> WHAT YOU HAVE TO DO: Please rewrite all of the entries below as a numbered list, leaving out any blank lines.

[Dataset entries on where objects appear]
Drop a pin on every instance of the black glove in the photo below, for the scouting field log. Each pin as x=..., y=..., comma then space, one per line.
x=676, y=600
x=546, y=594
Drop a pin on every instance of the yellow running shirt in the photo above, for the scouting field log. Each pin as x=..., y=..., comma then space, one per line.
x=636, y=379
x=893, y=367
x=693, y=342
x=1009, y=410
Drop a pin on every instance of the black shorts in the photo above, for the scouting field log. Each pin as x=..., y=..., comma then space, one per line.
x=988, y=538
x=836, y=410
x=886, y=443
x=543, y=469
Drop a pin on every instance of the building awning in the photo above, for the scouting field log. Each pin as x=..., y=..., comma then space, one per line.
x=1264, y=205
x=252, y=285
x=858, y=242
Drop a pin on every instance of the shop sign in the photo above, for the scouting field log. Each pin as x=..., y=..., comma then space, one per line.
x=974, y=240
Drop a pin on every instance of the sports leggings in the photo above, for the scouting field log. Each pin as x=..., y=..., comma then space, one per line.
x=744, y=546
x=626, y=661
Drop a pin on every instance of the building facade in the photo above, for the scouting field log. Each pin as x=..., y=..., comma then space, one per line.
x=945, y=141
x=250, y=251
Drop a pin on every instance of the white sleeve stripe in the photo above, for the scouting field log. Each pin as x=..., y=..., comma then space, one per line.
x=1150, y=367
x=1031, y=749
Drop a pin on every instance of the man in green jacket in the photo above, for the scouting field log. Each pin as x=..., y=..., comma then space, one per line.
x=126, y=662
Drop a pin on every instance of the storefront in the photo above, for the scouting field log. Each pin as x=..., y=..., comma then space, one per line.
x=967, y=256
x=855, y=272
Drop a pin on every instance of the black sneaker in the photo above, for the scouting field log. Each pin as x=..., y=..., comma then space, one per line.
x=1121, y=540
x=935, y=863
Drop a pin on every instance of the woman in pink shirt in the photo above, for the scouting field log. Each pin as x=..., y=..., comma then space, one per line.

> TASK RESPONSE:
1. Drop a pin on every instance of the black glove in the photo below, for the scouting field log. Each pin as x=..., y=..., comma then space, one per line.
2. x=676, y=600
3. x=546, y=594
4. Drop a pin on every instance of the yellow running shirt in the photo above, for the scouting field log. Each pin as x=..., y=..., comma then space, one per line.
5. x=636, y=379
6. x=893, y=367
7. x=693, y=342
8. x=1009, y=410
9. Drop a pin on every instance of the black shorts in the photo above, for the scouting field log. Each pin as x=..., y=..., comma then space, one per line.
10. x=988, y=538
11. x=836, y=410
12. x=886, y=443
13. x=543, y=469
14. Drop a pin on every instance of the building awning in the photo above, for the scouting field log. Each pin as x=..., y=..., comma then space, one per line.
15. x=1264, y=205
16. x=252, y=285
17. x=858, y=242
18. Drop a pin on every instance of the shop sign in the photo above, for the scouting field log. Each pin as x=..., y=..., comma then space, one per line.
19. x=974, y=240
20. Drop a pin on every instance of the sports leggings in the photo above, for the scouting field log. Each pin as x=..., y=..., comma then space, one per line.
21. x=744, y=546
22. x=626, y=661
23. Drop a pin on every instance of the building facade in the photo above, for the scouting field log. Each pin as x=..., y=..., comma then space, one per line.
24. x=945, y=141
25. x=250, y=251
26. Drop a pin on every instance of the white sleeve stripe in the photo above, for the scouting field log. Each pin as x=..., y=..., comma then space, one per line.
27. x=1150, y=367
28. x=1031, y=749
29. Drop a pin on every instance of the man in green jacket in the photo above, for the scouting field log. Each pin as x=..., y=..., comma then space, one per line.
30. x=126, y=662
31. Drop a pin on every instance of the storefront in the photo above, for the scouting field log. Each pin as x=..., y=..., comma then space, one per line.
32. x=967, y=256
33. x=855, y=272
34. Drop a pin on every instance of the black sneaker in the photo above, for the scouting field log. Each pin as x=..., y=..., comma then space, one per line.
35. x=1121, y=540
36. x=935, y=863
37. Drop a pin on every instance of the woman in pink shirt in the photo above, for the scouting field log. Each pin as x=..., y=..., comma then space, one per line.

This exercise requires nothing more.